## Exercise requirements
From the first line to the last, restate every record word for word, leaving out the pictures.

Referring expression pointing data
• • • • • • •

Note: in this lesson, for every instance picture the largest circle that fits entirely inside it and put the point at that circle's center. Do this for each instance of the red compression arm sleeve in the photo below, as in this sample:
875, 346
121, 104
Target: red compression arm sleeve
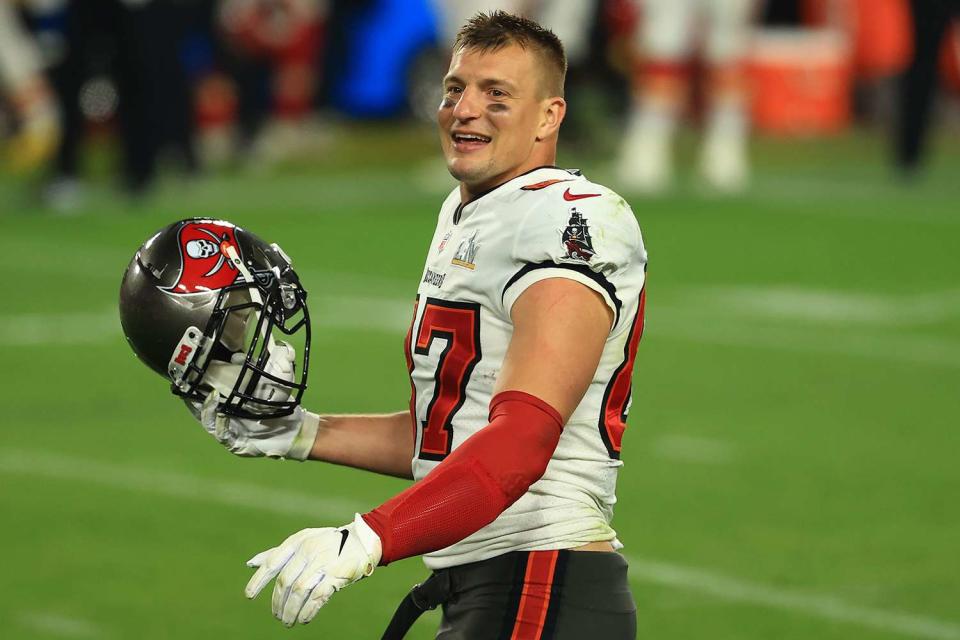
475, 483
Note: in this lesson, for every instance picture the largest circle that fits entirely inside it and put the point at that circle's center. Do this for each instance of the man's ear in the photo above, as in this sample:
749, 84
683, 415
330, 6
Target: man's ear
553, 111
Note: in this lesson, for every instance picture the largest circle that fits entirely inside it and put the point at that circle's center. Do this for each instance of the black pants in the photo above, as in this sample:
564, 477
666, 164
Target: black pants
138, 46
930, 19
536, 595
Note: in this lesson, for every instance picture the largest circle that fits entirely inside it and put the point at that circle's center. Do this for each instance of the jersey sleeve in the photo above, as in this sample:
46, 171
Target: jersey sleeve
594, 240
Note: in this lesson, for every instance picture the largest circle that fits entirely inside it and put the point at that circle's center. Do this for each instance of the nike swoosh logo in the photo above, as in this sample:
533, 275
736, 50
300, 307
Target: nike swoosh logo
570, 197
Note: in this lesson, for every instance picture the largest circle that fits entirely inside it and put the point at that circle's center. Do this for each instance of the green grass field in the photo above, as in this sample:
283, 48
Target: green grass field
791, 461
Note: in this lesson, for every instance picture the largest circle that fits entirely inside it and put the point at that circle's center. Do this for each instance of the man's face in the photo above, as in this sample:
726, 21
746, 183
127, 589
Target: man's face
491, 115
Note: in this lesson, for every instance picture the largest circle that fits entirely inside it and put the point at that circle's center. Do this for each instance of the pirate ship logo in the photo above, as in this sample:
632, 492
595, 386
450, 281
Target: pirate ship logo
576, 238
205, 264
466, 254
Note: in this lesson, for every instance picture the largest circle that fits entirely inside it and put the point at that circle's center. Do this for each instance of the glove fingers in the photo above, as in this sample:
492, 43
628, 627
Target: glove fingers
258, 560
286, 580
317, 599
301, 593
271, 563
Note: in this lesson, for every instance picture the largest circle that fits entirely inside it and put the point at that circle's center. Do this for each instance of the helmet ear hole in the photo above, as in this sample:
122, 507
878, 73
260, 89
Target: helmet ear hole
234, 336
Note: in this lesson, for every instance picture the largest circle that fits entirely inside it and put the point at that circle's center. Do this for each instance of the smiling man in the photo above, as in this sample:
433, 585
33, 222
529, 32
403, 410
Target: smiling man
521, 350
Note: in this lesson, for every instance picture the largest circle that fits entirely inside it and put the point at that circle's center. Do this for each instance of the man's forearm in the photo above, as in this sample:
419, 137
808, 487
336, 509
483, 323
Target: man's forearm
380, 443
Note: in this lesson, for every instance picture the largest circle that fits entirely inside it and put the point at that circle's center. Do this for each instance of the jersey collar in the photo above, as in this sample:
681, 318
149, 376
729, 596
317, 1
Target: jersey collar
460, 207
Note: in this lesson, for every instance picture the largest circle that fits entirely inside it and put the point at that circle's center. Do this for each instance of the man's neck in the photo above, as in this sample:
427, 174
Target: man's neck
469, 193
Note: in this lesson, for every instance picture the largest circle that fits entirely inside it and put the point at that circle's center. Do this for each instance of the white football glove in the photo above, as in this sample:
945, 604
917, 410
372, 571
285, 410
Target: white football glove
291, 436
313, 564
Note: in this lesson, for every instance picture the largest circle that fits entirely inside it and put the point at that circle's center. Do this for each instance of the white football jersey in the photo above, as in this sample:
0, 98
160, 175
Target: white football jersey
548, 223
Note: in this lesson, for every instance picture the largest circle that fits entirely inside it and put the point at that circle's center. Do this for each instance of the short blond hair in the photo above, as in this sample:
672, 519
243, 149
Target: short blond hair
498, 29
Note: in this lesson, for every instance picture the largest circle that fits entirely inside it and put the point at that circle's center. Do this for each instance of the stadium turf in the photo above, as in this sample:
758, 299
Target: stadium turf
791, 453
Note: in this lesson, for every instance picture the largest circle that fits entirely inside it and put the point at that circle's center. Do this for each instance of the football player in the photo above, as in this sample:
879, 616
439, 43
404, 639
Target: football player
520, 352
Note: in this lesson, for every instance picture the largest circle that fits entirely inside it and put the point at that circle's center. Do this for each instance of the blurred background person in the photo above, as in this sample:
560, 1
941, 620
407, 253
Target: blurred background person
35, 118
123, 57
268, 68
930, 20
669, 33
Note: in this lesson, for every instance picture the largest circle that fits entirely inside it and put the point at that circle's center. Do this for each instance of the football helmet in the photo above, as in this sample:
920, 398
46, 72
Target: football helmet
200, 304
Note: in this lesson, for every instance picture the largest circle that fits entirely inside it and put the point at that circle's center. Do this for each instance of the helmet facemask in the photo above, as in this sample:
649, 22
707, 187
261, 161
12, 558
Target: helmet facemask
247, 351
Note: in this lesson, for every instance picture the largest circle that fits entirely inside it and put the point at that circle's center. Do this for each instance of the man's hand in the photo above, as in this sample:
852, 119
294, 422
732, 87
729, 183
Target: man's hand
313, 564
287, 437
291, 436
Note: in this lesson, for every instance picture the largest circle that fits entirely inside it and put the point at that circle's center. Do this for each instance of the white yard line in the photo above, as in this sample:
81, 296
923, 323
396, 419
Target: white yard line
55, 624
173, 485
245, 495
830, 307
681, 448
822, 606
690, 322
896, 348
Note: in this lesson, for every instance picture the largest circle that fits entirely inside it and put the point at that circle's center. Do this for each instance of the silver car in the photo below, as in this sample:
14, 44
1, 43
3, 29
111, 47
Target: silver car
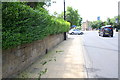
75, 31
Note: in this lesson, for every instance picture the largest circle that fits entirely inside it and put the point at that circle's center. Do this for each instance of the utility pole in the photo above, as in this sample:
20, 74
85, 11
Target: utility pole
64, 19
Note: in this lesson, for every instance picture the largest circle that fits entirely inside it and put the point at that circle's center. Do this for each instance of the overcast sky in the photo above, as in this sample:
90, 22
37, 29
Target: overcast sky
88, 9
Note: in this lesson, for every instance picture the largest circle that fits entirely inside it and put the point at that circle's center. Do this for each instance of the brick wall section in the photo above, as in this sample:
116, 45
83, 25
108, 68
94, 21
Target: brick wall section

• • • • • • •

## Solution for this problem
Note: in this lesson, for every instance picture the largest circle that fits entirely inside it and put the point at that circle's center. Do this for each instance of the red compression arm sleeve in the photo below, as in this sample:
875, 346
121, 104
Target: red compression arm sleeve
475, 483
Note: in this lesson, for every instance picture the largest circle that fits entirely inside it and put the point at that circle's center. Do this for each instance of the man's ear in the photo above, as in this sample:
749, 84
683, 415
330, 6
Target: man's ear
553, 111
Note: in this lesson, for every instance picture the largest circle that fits entirely inside it and put the point at that circle's center. Do this for each instance of the black pants in the photo above, as in this sample:
564, 477
666, 164
Target: black pants
138, 46
930, 19
536, 595
Note: in this lesson, for every instance picture the largest circle that fits entirely inside it and put the point at that circle's center. Do this for each instance of the jersey sleeve in the photo above, as in this sample:
46, 171
Target: jersey sleeve
594, 240
Note: in this lesson, for every instance picture the largest circle that fits entirely inside it and put the point at that circle's center. Do this for each instance of the nike swoosh logo in the photo above, as in this sample:
533, 275
736, 50
300, 307
Target: nike swoosh logo
570, 197
Note: in this lesson, for every instance picture the largest circle that fits entirely inside it and put the point at that circle's center. Do this for each instance of the green grass field in the photo above, as in this sample:
283, 48
Target: green grass field
791, 461
Note: in this lesson, for every instance picture the largest circle that fits entirely inside it and put the point at that circle's center. Do this for each instance of the man's face in the photo above, as in this sample:
726, 21
746, 183
127, 589
Target: man's face
491, 115
Note: in this lesson, for every instance picture the largest circle that fits entirely inside it and put the point at that circle's center. Do this for each instance of the pirate ship logo in the photo above, as in this sample:
632, 492
595, 386
450, 281
Target: pirate ship logo
576, 238
205, 264
466, 254
Note: in this lesson, for every instance picture the largest circle that fits entirely inside it and put the point at that circle's center. Do this for each instance of the glove fingers in the photo above, as in this sample:
492, 43
628, 627
Target: glove fingers
258, 560
286, 580
317, 599
301, 593
271, 563
Note: in this lesson, for every instance picture the largest circle that fits entirely inside it and put the point at that circle's center. Do this for each instance of the helmet ear hole in the photo above, as in this sample:
122, 507
878, 73
260, 89
Target: helmet ear hole
234, 336
Note: in this lesson, for every instance picture the largest circle that fits entirely inside it and put the point at that circle's center. Do this for each instance of the smiling man in the photo above, as in this sample:
433, 585
33, 222
529, 32
403, 410
Target: smiling man
521, 350
Note: in this lesson, for every instance picture the largest circle that fits entirely inside it and put the point at that circle's center. Do this for each instance of the man's forearm in the photo above, as in this sample:
419, 137
808, 487
336, 509
483, 323
Target: man's forearm
380, 443
Note: in this lesson, for every instance picture the largest circle that fits entirely inside it and put the point at that circle's center. Do this for each instance of the jersey collar in the photo above, as in this sample:
681, 318
149, 376
729, 596
317, 1
Target: jersey collar
460, 207
Note: in this lesson, for every instance picture the largest circle that fits entirely inside it and put the point at that circle's center. Do this for each instance of the man's neck in the photo above, as in this sample:
427, 174
Target: man's neck
469, 193
Note: in this lesson, for every instance picture the largest circle that fits entirely inside it and put the point at that circle's center. Do this for each instance of the white football glove in the photo above, as in this sample:
945, 604
917, 410
372, 571
285, 410
Target: white football glove
291, 436
313, 564
Note: in this lesson, for every instance picture the largest circle that fits entirely inside it and put the point at that circle's center. Do this for each instance of the white football jersey in the photo above, as in this sample:
0, 98
160, 175
Target: white football jersey
548, 223
Note: in this lesson, for every instance picture the largest circle that fits entirely inside it and put the point at that circle's center. Do this for each instance of the short blond hair in the photo above, as in this sample:
672, 519
243, 149
Target: short blond hair
498, 29
Note: in this lesson, for every instance picture the largest circle that fits entirely inside it and put the point at that circle's center. Do this for each instance of the stadium turf in the photo above, as in this sample:
758, 299
Target: stadium turf
791, 453
Note: in this lesson, for every instance picture the largest circle that fits entirely inside it and put the point at that circle's center. Do this for each instance of the football player in the photo above, as in this sample:
879, 616
439, 43
404, 639
Target: football player
520, 352
Note: in this lesson, for every instance picture the largest circle that fits entirely inside it and put the point at that circle's center. Do this for each instance of the blurred background person in the photo above, as in this sample:
560, 1
941, 620
407, 253
Target: blurred background person
35, 118
123, 57
268, 68
930, 20
669, 33
Note: in this lesson, for every instance picture the largest circle that fits entirely inside it and put the point at that circle's center. Do this for each instance of the football helmet in the photo above, as in this sample:
920, 398
46, 72
Target: football helmet
200, 304
Note: in this lesson, for every instance picture the largest circle that fits entirely inside it and put the point at that circle's center. Do this for each instance of the helmet facemask in the photo above, as in this sample:
649, 22
707, 187
261, 161
12, 558
Target: helmet facemask
247, 351
Note: in this lesson, for every instance picture the largest circle that fits entirely inside it and put the point at that circle's center. Do this for each instance of the man's hand in the photo above, as in this sample:
852, 119
294, 422
732, 87
729, 183
Target: man's hand
313, 564
287, 437
291, 436
Note: in this lesson, for every instance picture the largest circle that fits entirely inside it and put the point at that circle's center. Do this for each instance of the white yard line in the photo above, as in this sample:
81, 296
923, 323
396, 419
Target: white yard line
55, 624
173, 485
245, 495
830, 307
681, 448
822, 606
690, 322
896, 348
Note: in this lesson, for every instance picture the largest circle that fits entirely inside it and put the point at that circle's center. Do this for each instance of the silver car in the photo below, as in this sample:
14, 44
1, 43
3, 29
111, 47
Target: silver car
75, 31
Note: in this lesson, for every instance picture the largest circle that fits entirely inside it and put the point at that circle's center. Do this for each instance of the utility pole in the photo above, as in this sample:
20, 74
85, 11
Target: utility pole
64, 19
Note: in this lesson, for every instance picture the largest circle that fits entirely inside it and put the point at that circle's center. Do this for each instance of the overcast sky in the photo above, as in this sample:
90, 22
37, 29
Target: overcast sky
88, 9
Note: in this lesson, for every instance picture the largest circle that fits entirely inside it and put the point at that circle's center. Do this for each instance of the brick wall section in the photo above, as in this sample:
116, 45
83, 25
108, 68
94, 21
Target: brick wall section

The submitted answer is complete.